PROBLEM DETAILS: Gather up every line from the entries below that uses the word "woman".

EXERCISE DATA:
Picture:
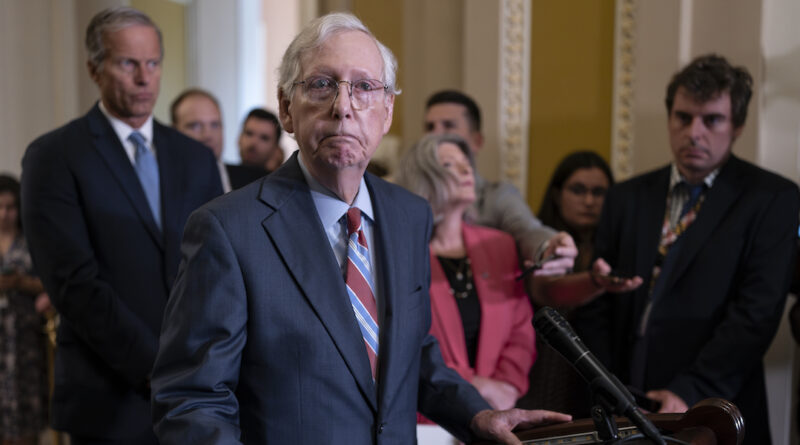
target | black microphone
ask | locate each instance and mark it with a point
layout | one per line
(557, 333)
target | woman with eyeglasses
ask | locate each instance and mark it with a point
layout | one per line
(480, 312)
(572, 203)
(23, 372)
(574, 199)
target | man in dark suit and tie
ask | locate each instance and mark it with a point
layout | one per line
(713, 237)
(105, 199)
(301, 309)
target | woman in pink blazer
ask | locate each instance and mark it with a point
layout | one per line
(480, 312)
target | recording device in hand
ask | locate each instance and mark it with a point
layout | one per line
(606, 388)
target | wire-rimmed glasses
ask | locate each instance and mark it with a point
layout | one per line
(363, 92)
...
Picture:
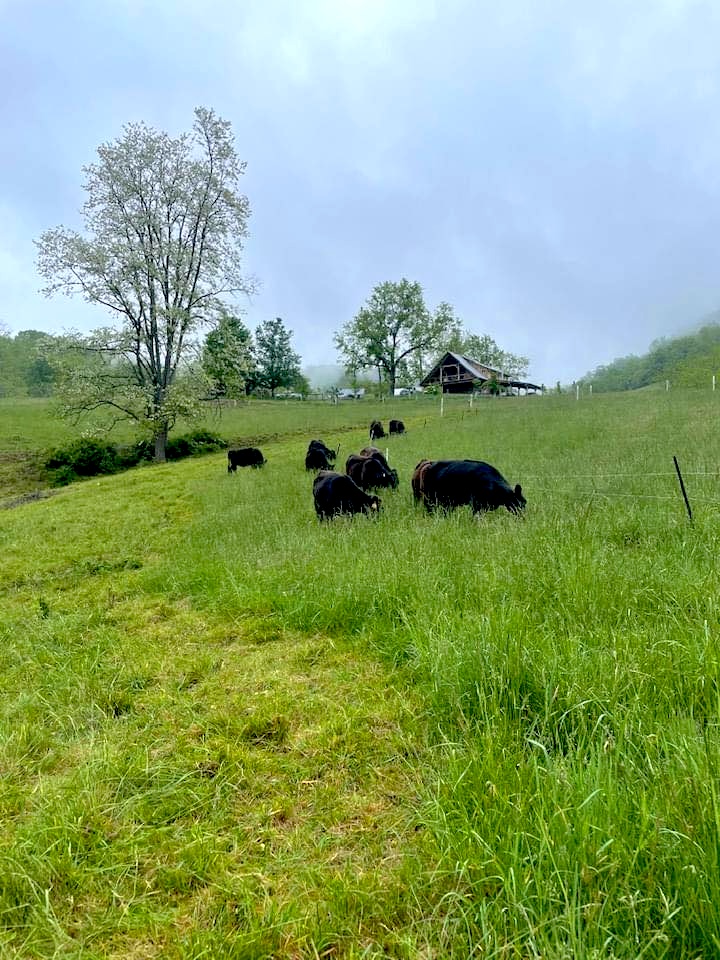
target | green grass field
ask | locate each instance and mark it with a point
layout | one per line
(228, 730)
...
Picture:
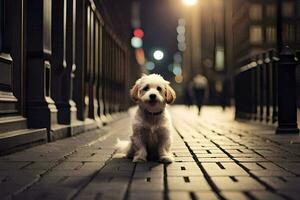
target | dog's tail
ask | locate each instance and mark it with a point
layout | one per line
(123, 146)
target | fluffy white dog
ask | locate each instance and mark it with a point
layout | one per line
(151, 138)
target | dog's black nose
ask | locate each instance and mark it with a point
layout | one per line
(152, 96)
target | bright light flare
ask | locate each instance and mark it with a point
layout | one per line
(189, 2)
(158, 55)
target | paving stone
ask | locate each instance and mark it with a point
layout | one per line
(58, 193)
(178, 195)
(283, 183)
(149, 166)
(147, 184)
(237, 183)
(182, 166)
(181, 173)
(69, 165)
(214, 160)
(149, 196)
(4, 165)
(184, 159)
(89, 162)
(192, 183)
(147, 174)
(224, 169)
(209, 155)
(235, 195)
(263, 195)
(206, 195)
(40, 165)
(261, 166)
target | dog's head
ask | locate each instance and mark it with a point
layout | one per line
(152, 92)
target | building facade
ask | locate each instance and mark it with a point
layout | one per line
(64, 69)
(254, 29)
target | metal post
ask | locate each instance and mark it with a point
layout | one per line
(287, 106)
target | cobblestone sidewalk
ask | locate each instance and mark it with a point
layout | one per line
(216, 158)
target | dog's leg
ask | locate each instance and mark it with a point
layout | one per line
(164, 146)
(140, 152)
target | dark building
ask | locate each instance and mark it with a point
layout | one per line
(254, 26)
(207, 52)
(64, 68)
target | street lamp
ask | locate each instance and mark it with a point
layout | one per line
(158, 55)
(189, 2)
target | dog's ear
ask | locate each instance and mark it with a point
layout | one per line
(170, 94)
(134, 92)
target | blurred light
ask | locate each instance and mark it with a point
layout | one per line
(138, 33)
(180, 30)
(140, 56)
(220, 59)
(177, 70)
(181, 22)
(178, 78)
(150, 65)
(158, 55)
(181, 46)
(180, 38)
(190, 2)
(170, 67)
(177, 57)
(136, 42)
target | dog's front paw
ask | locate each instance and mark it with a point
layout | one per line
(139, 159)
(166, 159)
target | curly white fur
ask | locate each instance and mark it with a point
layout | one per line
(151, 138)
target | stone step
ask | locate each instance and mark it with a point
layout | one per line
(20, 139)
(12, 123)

RESPONSE TO THIS TASK:
target | woman with eyeglasses
target | woman in pink blazer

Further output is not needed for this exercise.